Hm, the question is if they follow from the theory.
An ether interpretation of relativity with classical space and time but
distorted measurements is certainly in agreement with the facts and
the mathematical apparatus of special relativity.
The spacetime interpretation is only one of two interpretations,
it is not a logical consequence.
Ilja
> Perspicacious <iperspicacious@yahoo.com> writes:
>
> ] Why isn't the mathematician Henri Poincaré acknowledged as the true
> ] discoverer of the special theory of relativity?
> But despite this, Poincaré still believed somehow in the aether and that
> the speed of light is *not* the same in all inertial frames: for example
> in his 1909 Conference [1], he explains that it is not possible to
> synchronize two clocks A and B *which are mutually at rest* by exchanging
> light signals because, if they were moving (I guess with respect to the
> aether), the time for trip A->B wouldn't be the same as the time for trip
> B->A, by an amount which it is impossible to determine, because the
> principle of relativity.

• TO BE DONE
1. Name every person or poster that the relativity discussion mentions, giving each only once.
2. Write out the passage of the relativity discussion from "An ether interpretation" to "theory of relativity?" word for word.

• MATERIAL
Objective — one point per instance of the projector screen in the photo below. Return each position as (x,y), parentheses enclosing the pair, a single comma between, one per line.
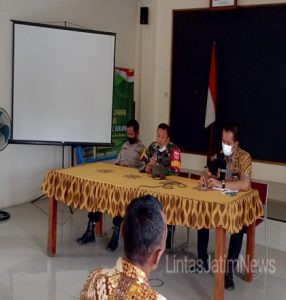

• RESPONSES TO THE TASKS
1. Ilja, Perspicacious, Henri Poincaré

2.
An ether interpretation of relativity with classical space and time but
distorted measurements is certainly in agreement with the facts and
the mathematical apparatus of special relativity.
The spacetime interpretation is only one of two interpretations,
it is not a logical consequence.
Ilja
> Perspicacious <iperspicacious@yahoo.com> writes:
>
> ] Why isn't the mathematician Henri Poincaré acknowledged as the true
> ] discoverer of the special theory of relativity?